Don't run correctness automation against an HMR session if you can avoid it.

HMR preserves too much state:

- stale modules
- old page state
- confusing reload timing

## Probe Loopback Hosts

Don't assume one loopback hostname will work everywhere.

Probe:

- `http://127.0.0.1`
- `http://localhost`
- `http://[::1]`

and use the one that actually responds.

## Keep Asset Timing Out Of It

If the thing under test is routing, selection, scroll position, z-order, or occlusion, don't let CDN timing decide pass or fail.

In report mode, it is fine to swap remote images for a tiny local placeholder if the assets themselves are not under test.

## Correctness vs Benchmarks

Correctness runs and benchmark runs are different.

Correctness runs:

- are mostly about whether the semantic report is right
- are fine with a minimal dumb runner
- are often great candidates for in-page batching

Benchmark runs:

- care about focus, throttling, and `requestAnimationFrame`
- should not trust numbers from a background tab
- should not casually switch browser driver or browser mode without a fresh benchmark baseline

Don't mix those goals by accident.

For correctness runs, it is often enough to drive a manual page-owned clock and read semantic geometry. That is a different job from measuring real frame cadence.

* Short exercise a
Which lines in the listing below contain the word "elderly"? Collect each of them, and treat case as significant.

* Stored rows
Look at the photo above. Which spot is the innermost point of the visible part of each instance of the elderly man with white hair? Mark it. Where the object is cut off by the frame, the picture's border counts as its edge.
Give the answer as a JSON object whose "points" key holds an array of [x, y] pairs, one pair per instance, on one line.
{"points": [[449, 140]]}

...

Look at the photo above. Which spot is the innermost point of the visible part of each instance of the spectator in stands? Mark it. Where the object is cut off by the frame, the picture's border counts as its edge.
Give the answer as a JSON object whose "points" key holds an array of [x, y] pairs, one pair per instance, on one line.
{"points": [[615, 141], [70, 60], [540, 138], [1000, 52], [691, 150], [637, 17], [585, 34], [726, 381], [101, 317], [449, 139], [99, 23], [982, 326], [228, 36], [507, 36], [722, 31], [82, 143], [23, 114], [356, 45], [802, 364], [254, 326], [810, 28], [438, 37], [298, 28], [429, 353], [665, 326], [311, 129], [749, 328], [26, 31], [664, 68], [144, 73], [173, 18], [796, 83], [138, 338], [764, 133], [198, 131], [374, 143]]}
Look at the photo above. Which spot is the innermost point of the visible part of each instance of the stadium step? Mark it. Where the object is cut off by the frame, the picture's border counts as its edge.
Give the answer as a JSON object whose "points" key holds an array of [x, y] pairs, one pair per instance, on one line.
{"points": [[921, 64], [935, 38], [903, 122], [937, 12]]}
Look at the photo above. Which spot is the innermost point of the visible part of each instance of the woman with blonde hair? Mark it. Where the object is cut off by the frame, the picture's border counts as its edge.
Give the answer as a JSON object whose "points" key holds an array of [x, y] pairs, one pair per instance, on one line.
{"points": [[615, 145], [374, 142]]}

* Short exercise b
Write out the passage from the testing notes above, beginning at the words "## Keep Asset" and stopping after "not under test.".

* Reply a
Look at the photo above. Which spot is the innermost point of the visible part of each instance of the elderly man with white hair? Mark it. Where the object is cut off by the frame, the picture's border counts as its edge.

* Reply b
## Keep Asset Timing Out Of It

If the thing under test is routing, selection, scroll position, z-order, or occlusion, don't let CDN timing decide pass or fail.

In report mode, it is fine to swap remote images for a tiny local placeholder if the assets themselves are not under test.